>>>>>
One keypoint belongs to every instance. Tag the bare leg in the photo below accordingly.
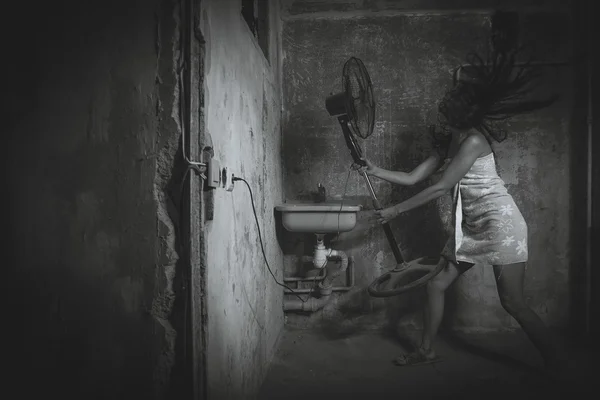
(509, 279)
(434, 309)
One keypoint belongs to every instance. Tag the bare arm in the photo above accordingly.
(421, 172)
(469, 150)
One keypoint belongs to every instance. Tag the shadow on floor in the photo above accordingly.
(311, 365)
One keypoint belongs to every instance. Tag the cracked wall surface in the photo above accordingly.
(95, 194)
(242, 108)
(410, 58)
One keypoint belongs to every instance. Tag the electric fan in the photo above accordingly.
(354, 108)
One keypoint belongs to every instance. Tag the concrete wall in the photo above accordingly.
(93, 138)
(410, 50)
(243, 112)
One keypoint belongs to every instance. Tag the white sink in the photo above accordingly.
(327, 217)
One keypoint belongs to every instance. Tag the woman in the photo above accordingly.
(489, 229)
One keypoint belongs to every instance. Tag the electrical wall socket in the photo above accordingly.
(213, 173)
(227, 179)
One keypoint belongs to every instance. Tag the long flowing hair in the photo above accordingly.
(496, 87)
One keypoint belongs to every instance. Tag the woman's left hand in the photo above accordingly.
(385, 215)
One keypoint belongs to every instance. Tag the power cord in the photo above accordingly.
(235, 178)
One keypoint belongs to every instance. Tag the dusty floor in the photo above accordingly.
(309, 365)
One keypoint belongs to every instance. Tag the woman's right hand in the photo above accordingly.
(369, 167)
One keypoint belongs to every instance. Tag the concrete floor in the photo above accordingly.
(310, 365)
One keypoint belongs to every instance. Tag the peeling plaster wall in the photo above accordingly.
(410, 50)
(243, 108)
(92, 123)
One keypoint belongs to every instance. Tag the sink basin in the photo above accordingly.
(327, 217)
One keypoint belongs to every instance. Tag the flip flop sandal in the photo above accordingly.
(415, 358)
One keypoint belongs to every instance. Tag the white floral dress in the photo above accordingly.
(488, 226)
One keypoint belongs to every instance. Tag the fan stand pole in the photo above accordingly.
(400, 263)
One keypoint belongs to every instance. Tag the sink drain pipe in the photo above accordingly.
(322, 255)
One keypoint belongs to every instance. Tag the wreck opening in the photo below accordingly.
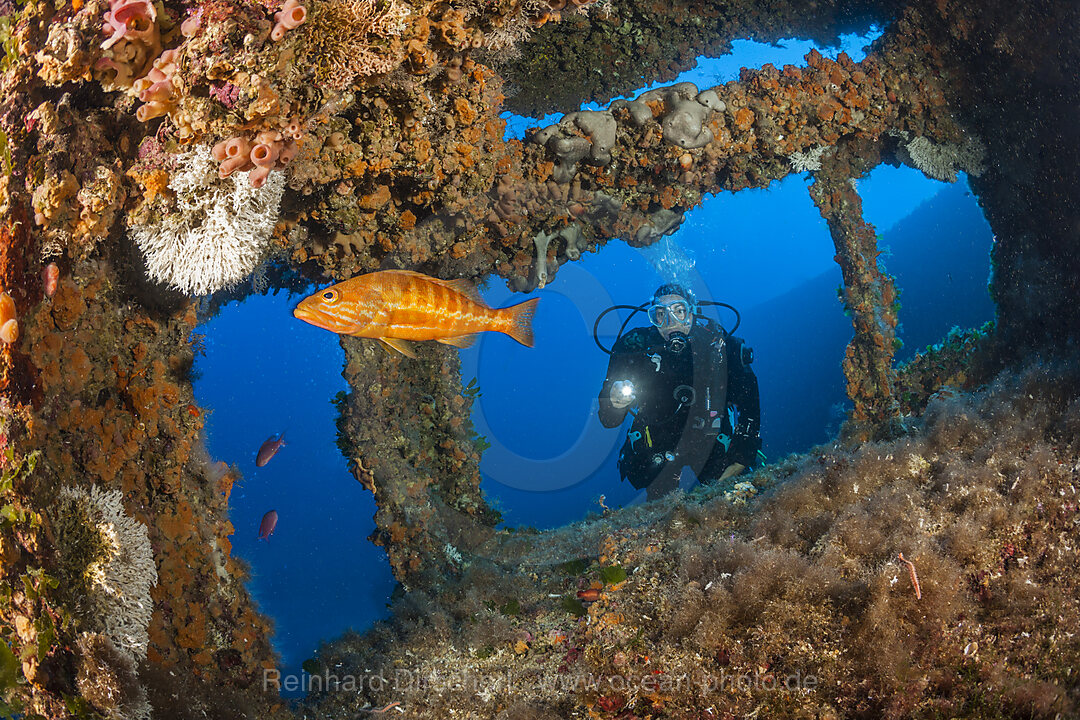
(904, 566)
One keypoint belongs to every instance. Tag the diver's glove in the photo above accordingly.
(622, 394)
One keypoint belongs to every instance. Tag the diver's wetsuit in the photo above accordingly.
(699, 407)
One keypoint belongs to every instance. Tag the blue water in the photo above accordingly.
(767, 252)
(712, 71)
(265, 372)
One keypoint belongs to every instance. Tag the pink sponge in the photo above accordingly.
(127, 18)
(289, 17)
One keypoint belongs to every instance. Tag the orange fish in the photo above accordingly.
(396, 306)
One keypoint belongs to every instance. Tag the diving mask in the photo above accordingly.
(675, 312)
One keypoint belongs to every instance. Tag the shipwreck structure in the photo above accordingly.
(154, 149)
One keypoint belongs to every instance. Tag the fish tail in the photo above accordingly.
(520, 325)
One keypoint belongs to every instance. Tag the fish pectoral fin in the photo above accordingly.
(460, 340)
(400, 345)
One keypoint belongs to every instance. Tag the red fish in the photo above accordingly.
(268, 524)
(269, 449)
(395, 306)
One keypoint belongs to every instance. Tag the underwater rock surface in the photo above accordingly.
(378, 120)
(926, 576)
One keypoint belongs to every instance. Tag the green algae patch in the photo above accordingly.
(575, 567)
(612, 574)
(572, 606)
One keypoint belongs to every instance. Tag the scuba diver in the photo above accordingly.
(694, 394)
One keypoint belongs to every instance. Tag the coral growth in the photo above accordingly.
(218, 232)
(354, 39)
(795, 603)
(108, 680)
(121, 571)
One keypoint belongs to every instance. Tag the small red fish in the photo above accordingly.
(50, 276)
(268, 524)
(269, 449)
(395, 306)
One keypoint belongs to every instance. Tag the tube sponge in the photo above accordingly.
(219, 232)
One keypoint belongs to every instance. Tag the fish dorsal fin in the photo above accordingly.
(466, 288)
(400, 345)
(460, 340)
(463, 286)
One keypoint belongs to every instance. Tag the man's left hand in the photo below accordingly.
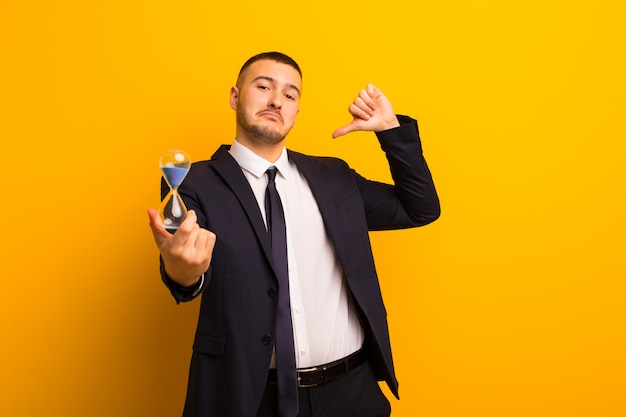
(371, 111)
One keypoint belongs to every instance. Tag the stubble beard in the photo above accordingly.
(262, 134)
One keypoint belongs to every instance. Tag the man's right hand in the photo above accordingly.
(187, 253)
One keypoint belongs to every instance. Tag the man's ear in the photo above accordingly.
(234, 97)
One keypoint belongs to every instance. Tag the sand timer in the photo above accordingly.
(174, 166)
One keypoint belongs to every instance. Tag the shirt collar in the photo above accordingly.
(257, 165)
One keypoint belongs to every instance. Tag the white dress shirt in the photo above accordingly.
(326, 325)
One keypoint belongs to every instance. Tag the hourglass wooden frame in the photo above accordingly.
(174, 165)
<<<<<
▶ Problem requirements: Each entry above should be returned exactly as written, minus its pictures.

▶ Answer area:
One keypoint belongs to every instance. Tag the bare leg in the photo below accordingly.
(509, 279)
(434, 309)
One keypoint belongs to every instance. Tag the bare arm in the photo above accordingly.
(421, 172)
(469, 150)
One keypoint belongs to every instance. Tag the shadow on floor in the photo above accordingly.
(311, 365)
One keypoint belongs to every instance. Tag the cracked wall surface in the photo above accordingly.
(95, 194)
(242, 108)
(410, 58)
One keypoint belongs to every instance. Tag the electric fan in the photo above accordingly.
(354, 108)
One keypoint belongs to every instance. Tag the concrete wall in the photo above accordingly.
(93, 138)
(410, 50)
(243, 112)
One keypoint belongs to every instance. Tag the white sink in the photo above accordingly.
(327, 217)
One keypoint belongs to every instance. Tag the woman in the photo above accordingly.
(489, 229)
One keypoint belongs to every instance. Tag the electrical wall socket in the photo above accordingly.
(213, 173)
(227, 179)
One keypoint belongs to every instance. Tag the long flowing hair in the photo above accordingly.
(496, 87)
One keypoint belongs to every instance. Tag the woman's left hand in the photo above accordingly.
(385, 215)
One keypoint belongs to every instance. Tag the power cord in the photo above accordingly.
(235, 178)
One keypoint belongs to every instance. Tag the dusty floor in the photo above accordingly.
(309, 365)
One keypoint belongs to every instance. Tag the woman's right hand in the photo above accordingly.
(369, 167)
One keypoint belongs to every instance. Tag the concrete floor in the photo above accordingly.
(310, 365)
One keypoint belongs to every instance. Tag the peeling plaster wall in the photo above accordingly.
(410, 50)
(243, 108)
(92, 123)
One keypoint belongs to every instance. Tag the sink basin in the photo above accordingly.
(327, 217)
One keypoint belongs to every instance. Tag the flip flop sandal in the photo above accordingly.
(415, 358)
One keypoint belongs to every instance. Tag the white floral dress in the photo above accordingly.
(488, 226)
One keypoint belongs to every instance. Tag the fan stand pole in the photo above accordingly.
(400, 263)
One keypoint belongs to every instance. Tag the sink drain pipe in the photo above accordingly.
(322, 255)
One keypoint belongs to every instance. Tag the wreck opening in the photo below accordingly.
(904, 566)
One keypoint belongs to every instance. Tag the diver's glove in the photo above accordingly.
(622, 394)
One keypoint belongs to every instance. Tag the diver's wetsuit in the photo above accordingly.
(699, 407)
One keypoint belongs to every instance. Tag the blue water in the photo above accordingly.
(767, 252)
(712, 71)
(265, 372)
One keypoint belongs to every instance. Tag the pink sponge in the photo above accordingly.
(127, 18)
(289, 17)
One keypoint belongs to every instance. Tag the orange fish in the photo above accordingly.
(396, 306)
One keypoint belongs to every instance. Tag the diving mask in the photo above accordingly.
(675, 312)
One keypoint belongs to every instance. Tag the shipwreck structure in the photo above accordingly.
(154, 149)
One keypoint belongs to every instance. Tag the fish tail in the photo above accordingly.
(520, 325)
One keypoint belongs to every instance. Tag the fish pectoral fin in the photo above accordingly.
(460, 340)
(400, 345)
One keypoint belongs to every instance. Tag the red fish in the photo above accordingly.
(268, 524)
(269, 449)
(395, 306)
One keypoint belongs to every instance. Tag the underwater rock surface in the photo above accordingly.
(378, 120)
(926, 576)
One keypoint belongs to every instance. Tag the green algae patch in the photo above accordingly.
(575, 567)
(612, 574)
(572, 606)
One keypoint belongs to every instance. Tag the scuba diver in the photo above accordingly.
(694, 394)
One keypoint belongs to every instance. Tag the coral growth in the photo above accordingly.
(218, 232)
(354, 39)
(795, 603)
(108, 680)
(121, 571)
One keypoint belongs to every instance. Tag the small red fish in the photo above accordingly.
(50, 276)
(268, 524)
(269, 449)
(395, 306)
One keypoint belongs to every instance. Tag the tube sponge in the photo above accordingly.
(219, 232)
One keypoint belongs to every instance. Tag the fish dorsal fin in the photo above accordingly.
(466, 288)
(400, 345)
(460, 340)
(463, 286)
One keypoint belongs to every instance. Tag the man's left hand in the photo below accordingly.
(371, 111)
One keypoint belongs to every instance. Tag the stubble beard in the photo above accordingly.
(262, 134)
One keypoint belongs to every instance. Tag the man's right hand in the photo above accordingly.
(187, 253)
One keypoint belongs to every instance. Tag the man's ear in the photo above accordingly.
(234, 97)
One keypoint belongs to every instance. Tag the sand timer in the photo above accordingly.
(174, 166)
One keypoint belongs to every instance. Tag the shirt collar in the photo above accordingly.
(257, 165)
One keypoint belongs to every instance. Tag the white dress shirt in the photo above accordingly.
(326, 325)
One keypoint belongs to every instance. Tag the hourglass wooden frame in the photo above accordingly.
(174, 165)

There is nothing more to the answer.